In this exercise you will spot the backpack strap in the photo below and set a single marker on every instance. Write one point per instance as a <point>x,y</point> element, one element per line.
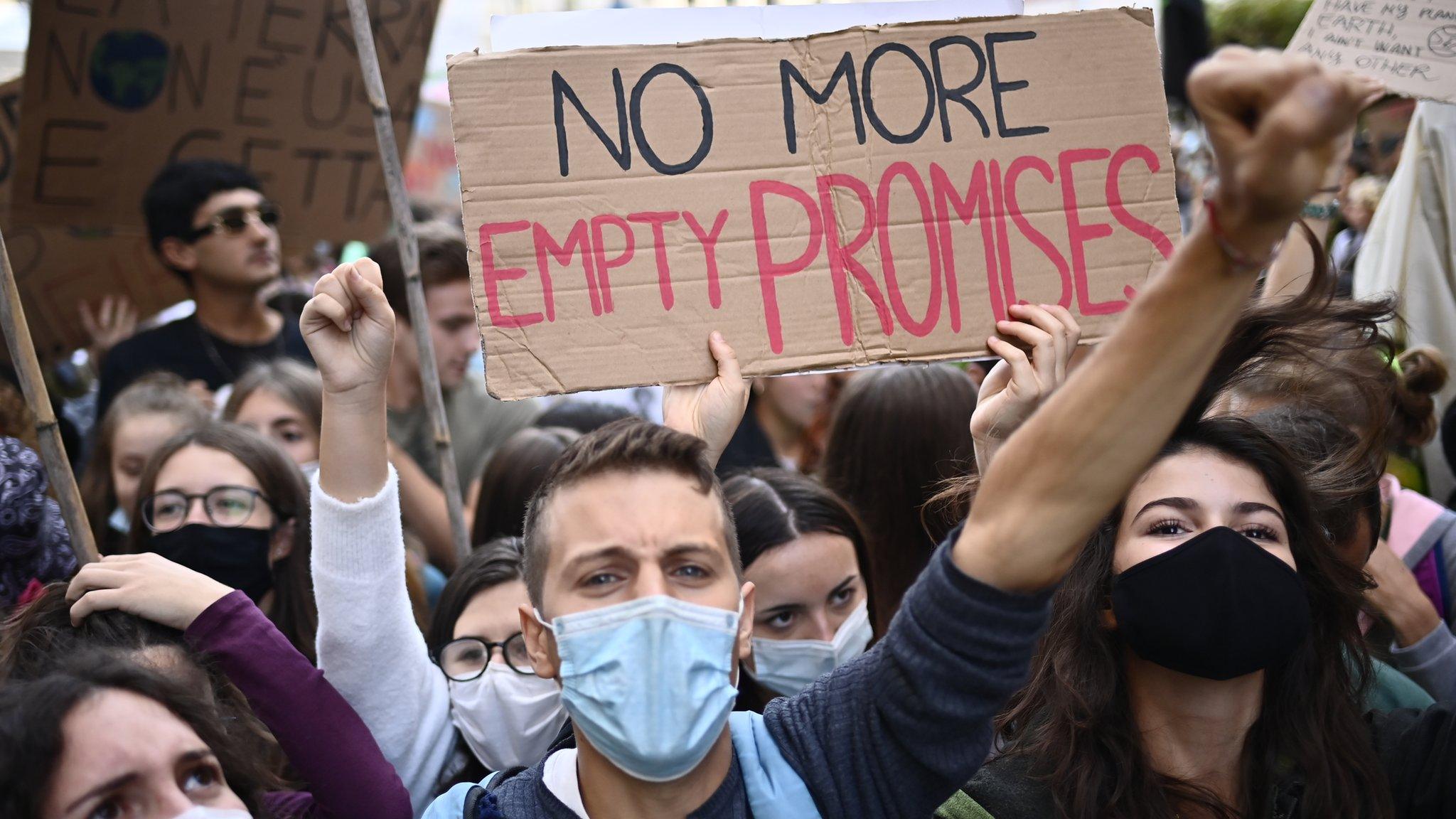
<point>479,801</point>
<point>775,788</point>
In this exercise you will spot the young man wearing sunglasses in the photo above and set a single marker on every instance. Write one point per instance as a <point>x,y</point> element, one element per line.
<point>211,226</point>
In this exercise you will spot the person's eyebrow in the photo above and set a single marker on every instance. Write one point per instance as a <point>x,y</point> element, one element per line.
<point>1250,508</point>
<point>779,609</point>
<point>615,551</point>
<point>1179,503</point>
<point>108,786</point>
<point>687,550</point>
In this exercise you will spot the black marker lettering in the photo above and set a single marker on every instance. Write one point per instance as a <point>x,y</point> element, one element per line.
<point>958,92</point>
<point>869,98</point>
<point>845,69</point>
<point>704,109</point>
<point>561,91</point>
<point>999,88</point>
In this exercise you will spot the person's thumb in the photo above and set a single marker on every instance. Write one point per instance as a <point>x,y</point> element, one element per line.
<point>365,287</point>
<point>1314,112</point>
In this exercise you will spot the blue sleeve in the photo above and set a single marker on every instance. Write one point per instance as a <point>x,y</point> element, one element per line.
<point>897,730</point>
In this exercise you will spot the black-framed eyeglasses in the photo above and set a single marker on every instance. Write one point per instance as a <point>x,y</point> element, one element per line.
<point>466,658</point>
<point>225,506</point>
<point>236,219</point>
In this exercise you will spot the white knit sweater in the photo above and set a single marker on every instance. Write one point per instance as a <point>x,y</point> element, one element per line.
<point>369,645</point>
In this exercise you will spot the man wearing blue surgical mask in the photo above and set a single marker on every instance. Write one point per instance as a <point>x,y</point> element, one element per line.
<point>641,612</point>
<point>637,601</point>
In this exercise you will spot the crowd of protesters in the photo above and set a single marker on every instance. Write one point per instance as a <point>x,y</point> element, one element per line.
<point>1190,570</point>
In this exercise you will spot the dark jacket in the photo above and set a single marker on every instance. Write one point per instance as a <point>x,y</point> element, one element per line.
<point>1417,751</point>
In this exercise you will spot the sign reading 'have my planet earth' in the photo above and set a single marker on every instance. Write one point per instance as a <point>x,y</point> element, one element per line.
<point>1407,44</point>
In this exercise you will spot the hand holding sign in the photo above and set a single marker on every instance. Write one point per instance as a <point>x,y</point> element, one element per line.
<point>1275,124</point>
<point>711,410</point>
<point>1017,385</point>
<point>149,587</point>
<point>350,330</point>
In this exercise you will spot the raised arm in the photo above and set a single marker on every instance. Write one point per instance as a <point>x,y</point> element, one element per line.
<point>369,643</point>
<point>1273,122</point>
<point>350,330</point>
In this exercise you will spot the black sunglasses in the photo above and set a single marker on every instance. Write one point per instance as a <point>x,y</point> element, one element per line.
<point>233,220</point>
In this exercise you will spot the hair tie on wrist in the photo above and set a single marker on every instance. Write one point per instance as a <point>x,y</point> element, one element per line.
<point>1241,261</point>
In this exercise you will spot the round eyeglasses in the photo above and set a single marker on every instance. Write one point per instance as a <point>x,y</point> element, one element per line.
<point>466,658</point>
<point>225,506</point>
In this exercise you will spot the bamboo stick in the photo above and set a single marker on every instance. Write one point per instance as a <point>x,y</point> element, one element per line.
<point>33,384</point>
<point>410,257</point>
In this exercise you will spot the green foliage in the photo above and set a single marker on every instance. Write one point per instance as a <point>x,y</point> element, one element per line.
<point>1257,23</point>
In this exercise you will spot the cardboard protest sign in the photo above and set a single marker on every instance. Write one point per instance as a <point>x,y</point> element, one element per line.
<point>835,200</point>
<point>1410,46</point>
<point>114,91</point>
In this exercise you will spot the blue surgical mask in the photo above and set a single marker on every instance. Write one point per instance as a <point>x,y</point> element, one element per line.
<point>648,681</point>
<point>118,520</point>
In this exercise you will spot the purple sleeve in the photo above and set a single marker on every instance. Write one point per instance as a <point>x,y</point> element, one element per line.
<point>325,741</point>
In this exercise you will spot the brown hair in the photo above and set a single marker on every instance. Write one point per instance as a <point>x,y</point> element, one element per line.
<point>293,381</point>
<point>441,261</point>
<point>1420,376</point>
<point>899,433</point>
<point>33,738</point>
<point>1074,720</point>
<point>282,481</point>
<point>513,474</point>
<point>156,394</point>
<point>629,445</point>
<point>40,636</point>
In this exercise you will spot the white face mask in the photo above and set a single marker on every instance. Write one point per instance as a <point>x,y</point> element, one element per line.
<point>118,520</point>
<point>507,719</point>
<point>201,812</point>
<point>788,666</point>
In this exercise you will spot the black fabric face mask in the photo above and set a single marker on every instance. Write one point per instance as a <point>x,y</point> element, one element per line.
<point>232,556</point>
<point>1215,606</point>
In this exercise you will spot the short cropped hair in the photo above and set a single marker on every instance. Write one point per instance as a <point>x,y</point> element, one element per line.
<point>441,261</point>
<point>629,445</point>
<point>179,188</point>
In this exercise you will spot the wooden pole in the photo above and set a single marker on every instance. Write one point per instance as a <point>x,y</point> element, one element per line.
<point>33,384</point>
<point>410,257</point>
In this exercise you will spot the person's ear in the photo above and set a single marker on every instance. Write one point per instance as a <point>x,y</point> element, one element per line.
<point>1107,617</point>
<point>178,254</point>
<point>540,645</point>
<point>744,645</point>
<point>282,542</point>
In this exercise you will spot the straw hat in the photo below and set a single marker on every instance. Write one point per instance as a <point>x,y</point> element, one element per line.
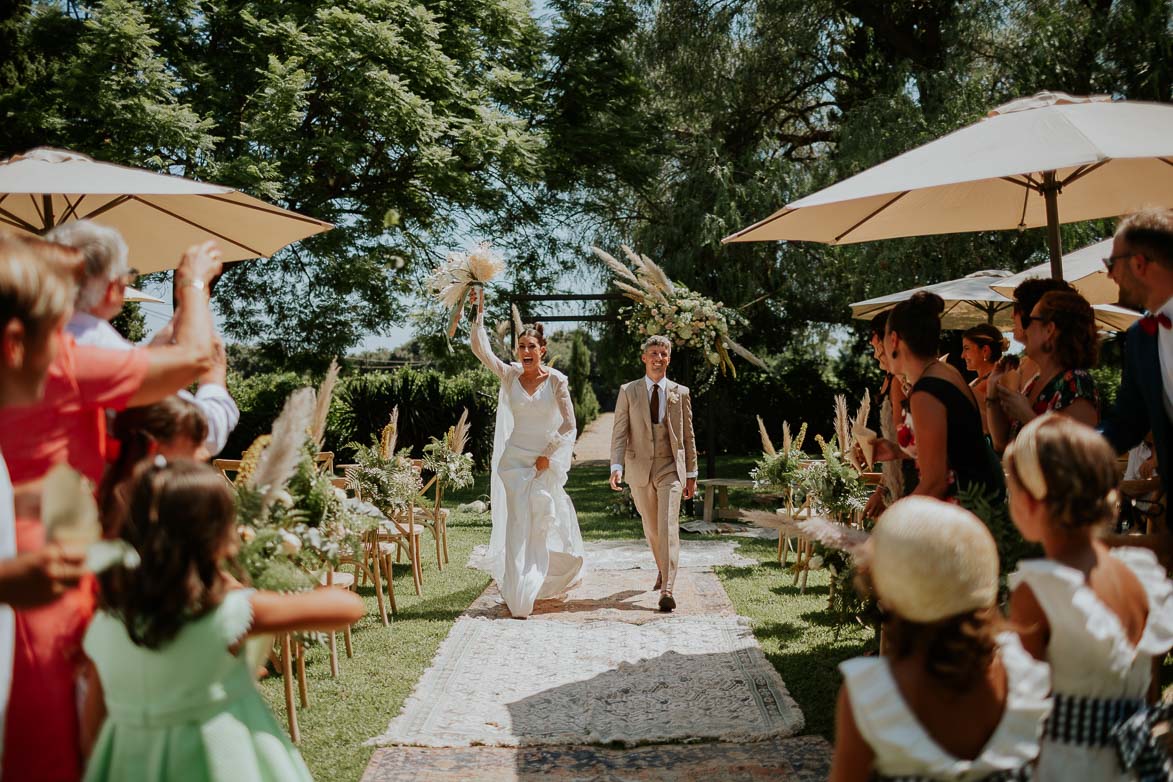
<point>931,561</point>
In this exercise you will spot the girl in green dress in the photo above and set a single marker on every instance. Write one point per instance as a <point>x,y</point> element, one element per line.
<point>174,695</point>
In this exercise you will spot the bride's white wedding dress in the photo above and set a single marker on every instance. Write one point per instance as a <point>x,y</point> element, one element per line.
<point>536,550</point>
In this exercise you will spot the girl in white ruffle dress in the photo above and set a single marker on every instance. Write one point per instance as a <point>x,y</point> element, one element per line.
<point>1099,616</point>
<point>953,698</point>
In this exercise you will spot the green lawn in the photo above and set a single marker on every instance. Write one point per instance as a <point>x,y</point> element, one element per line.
<point>372,687</point>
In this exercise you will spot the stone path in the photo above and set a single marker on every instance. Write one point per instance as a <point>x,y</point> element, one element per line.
<point>558,695</point>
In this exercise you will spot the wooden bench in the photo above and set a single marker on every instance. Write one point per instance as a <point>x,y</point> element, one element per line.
<point>718,489</point>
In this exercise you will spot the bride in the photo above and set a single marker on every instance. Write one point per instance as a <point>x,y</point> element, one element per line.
<point>536,550</point>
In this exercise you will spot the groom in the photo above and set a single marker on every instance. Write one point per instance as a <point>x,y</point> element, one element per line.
<point>653,447</point>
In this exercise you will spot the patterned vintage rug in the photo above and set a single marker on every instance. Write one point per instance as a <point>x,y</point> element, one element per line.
<point>801,759</point>
<point>680,679</point>
<point>625,555</point>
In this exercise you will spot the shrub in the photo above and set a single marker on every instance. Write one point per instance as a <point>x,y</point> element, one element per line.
<point>429,402</point>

_____

Word for word, return all the entries and skip their pictures.

In this exercise you will spot the backpack strap in the photo below and set a single marker on every instance. Write one point per instance as a <point>x,y</point> element, one element per line.
<point>479,801</point>
<point>775,788</point>
In this exercise you will spot the young man wearing sunglasses in the photo above and set a single marker on every instance. Write one point per instance as a <point>x,y</point> element, one element per line.
<point>211,226</point>
In this exercise you will spot the person's eyebrow in the photo above and set a single marker on every instance. Write one point per instance as a <point>x,y</point> element, one element per line.
<point>1250,508</point>
<point>779,609</point>
<point>615,551</point>
<point>1179,503</point>
<point>108,786</point>
<point>687,550</point>
In this exercise you will spot the black marker lettering in the photo above and set a single marker on every instance. Write one point per instance as a <point>x,y</point> element, one element per line.
<point>958,92</point>
<point>869,98</point>
<point>845,69</point>
<point>704,109</point>
<point>561,91</point>
<point>999,88</point>
In this exercise you will spot the person's thumb in the photo above and set a single marker on every instance. Write one point per instance as a <point>x,y</point> element, one element per line.
<point>365,287</point>
<point>1314,112</point>
In this exercise you will spot the blue sleeve in the photo above and set a single marker on every instance. Write one point per instance as a <point>x,y</point> element, one element per line.
<point>897,730</point>
In this exercise you will spot the black-framed eyeglasses in the photo above and set a single marker on every instance. Write one point per instance as a <point>x,y</point> element, one element per line.
<point>466,658</point>
<point>225,506</point>
<point>236,219</point>
In this exercise you will spot the white knit sweater in the photo above and set a single marker on every instance. Write one point per instance as a <point>x,y</point> element, one element per line.
<point>369,645</point>
In this exercise you will spot the man wearing blue surgical mask in the photo above and set a single marker on every instance. Write one point per instance as a <point>x,y</point> element, one element per line.
<point>641,612</point>
<point>637,601</point>
In this exercise you will spot the crowd of protesters in the photo above and set a single marker on every instance. Write one point per instance as a <point>x,y</point> element, one element per line.
<point>1190,570</point>
In this exercise you will spot the dark jacket in the photo above and set a single marker on every instance. Write one point per instance as a <point>x,y</point> element, one element per line.
<point>1417,751</point>
In this exercise you will spot the sign reading 'have my planet earth' in the photo above and set a single marker on every instance. Write one point per instance as a <point>x,y</point> element, one element per line.
<point>1407,44</point>
In this exercise you will spot the hand holding sign in the photo above and set a single marker on every instance. Write one point per instance as a <point>x,y</point> element, one element per line.
<point>1275,124</point>
<point>711,410</point>
<point>1017,385</point>
<point>149,587</point>
<point>350,330</point>
In this exercise you will spot the raised arm in the photo above and set a single marker on every instance. Write one point per instance as a <point>x,y</point> element, one element per line.
<point>369,643</point>
<point>1273,122</point>
<point>350,330</point>
In this exercise you will spot the black sunglasses in the photo above and set a single marker on every instance. Write one point per instance as a <point>x,y</point> element, one element per line.
<point>233,220</point>
In this exercise you will spot the hair tie on wrist in the photo above and set a single marker on every instance. Write one point per instance as a <point>x,y</point> element, one element per line.
<point>1241,261</point>
In this exercise you will spot the round eyeglasses in the photo above and set a single marker on every instance. Write one point per instance as a <point>x,y</point> element, one element per line.
<point>466,658</point>
<point>225,506</point>
In this exercise you will spot the bamboo stick in the photo above and set a single marker on every instance. Write one point per instance as a <point>x,y</point> element, one element per line.
<point>33,384</point>
<point>410,257</point>
In this exercise you will spot the green foliage in the photo above and set a single marker on every instance. Write one point per instance as a <point>x,y</point> element, one element per line.
<point>1257,23</point>
In this exercise you will spot the cardboard protest sign in the photo above and set a single marker on every instance. Write one point per instance as a <point>x,y</point> element, one element per line.
<point>835,200</point>
<point>1410,46</point>
<point>114,91</point>
In this exercise you will spot the blue surgical mask in the photo above and set a single marker on every instance. Write one point per instance as a <point>x,y</point> element, one element per line.
<point>648,681</point>
<point>118,520</point>
In this exercise you will spot the purple sleeve in the photo above and set a single marker on every instance. Write one point per instance as a <point>x,y</point> element, one element per line.
<point>325,741</point>
In this exercise you will spot the brown hair in the photo above and set a single marker on every instance. Write one point per instance as a <point>x,y</point> element, one element per line.
<point>293,381</point>
<point>441,261</point>
<point>1420,376</point>
<point>899,433</point>
<point>33,738</point>
<point>1074,720</point>
<point>282,481</point>
<point>513,474</point>
<point>156,394</point>
<point>629,445</point>
<point>40,636</point>
In this exercise you will spot the white face mask in the photo above and set a single marker on every instance. Write one point per instance as a <point>x,y</point> element, one element per line.
<point>118,520</point>
<point>507,719</point>
<point>201,812</point>
<point>788,666</point>
In this exercise you will spot the black fabric face mask in the photo above and set a single marker on every instance. Write one point per instance as a <point>x,y</point> element, one element per line.
<point>232,556</point>
<point>1215,606</point>
In this exercise you will spot the short cropped hair in the photo above and set a single marker on every instance. Write one point per instance as a <point>x,y</point> element, one element per line.
<point>441,261</point>
<point>629,445</point>
<point>179,188</point>
In this exercise you will spot the wooden pole in the photo above and set a single marker on every instance. Write one point per instance as a <point>x,y</point> element, one element per line.
<point>33,384</point>
<point>410,257</point>
In this exercise you will spot the person's ear in the photo above and set a single marker on every instance. Write one point per instance as a <point>x,y</point> element, one element per line.
<point>1107,617</point>
<point>178,254</point>
<point>540,645</point>
<point>744,645</point>
<point>282,542</point>
In this exercise you will spot the straw hat in the photo below and set a single marker on every instance. Write one point per instance as a <point>x,y</point> element, one element per line.
<point>931,561</point>
In this exercise you will spot the girl in green dress in the photo above and set a single marker on every instance. Write one point per instance as a <point>x,y</point> element, one element per line.
<point>174,695</point>
In this exercise you will spot the bride's white wedding dress in the photo above and set a single marker on every instance. Write one point per instance as a <point>x,y</point> element, one element per line.
<point>536,550</point>
In this exercise you will spot the girl in white ruffle dress in the photo above and set a single marker on every instance. Write one point per instance as a <point>x,y</point> element, one element per line.
<point>1099,616</point>
<point>953,698</point>
In this exercise you will spot the green lawn in the photo above and set a single marker on every instance. Write one point per instance as a <point>x,y</point> element, one element per line.
<point>372,687</point>
In this exercise you will spot the stone path in the photo above and set a single marker on every instance. Write one point per instance as a <point>x,y</point> element, one element per line.
<point>558,695</point>
In this exercise you will spot the wooden bench in the photo above and set a single marker on every instance. Write one point per instance as a <point>x,y</point> element, one element per line.
<point>718,489</point>
In this exercise you will spot the bride in the photo above and set a single marker on every instance. Write one point per instance as a <point>x,y</point> element, one element per line.
<point>536,550</point>
In this exercise you will spot the groom in the photo above and set a single marker on every instance. Write one point per instance as a <point>x,y</point> element, one element per line.
<point>653,447</point>
In this exercise you will spot the patterned vintage rug in the photo above and set a single marker on every instance. Write one point per instance as a <point>x,y</point> element, one element per line.
<point>801,759</point>
<point>680,679</point>
<point>625,555</point>
In this exercise you will spot the shrub in the photo above and set a single marker on every instance. Write one point per instance as a <point>x,y</point> element, one element per line.
<point>429,402</point>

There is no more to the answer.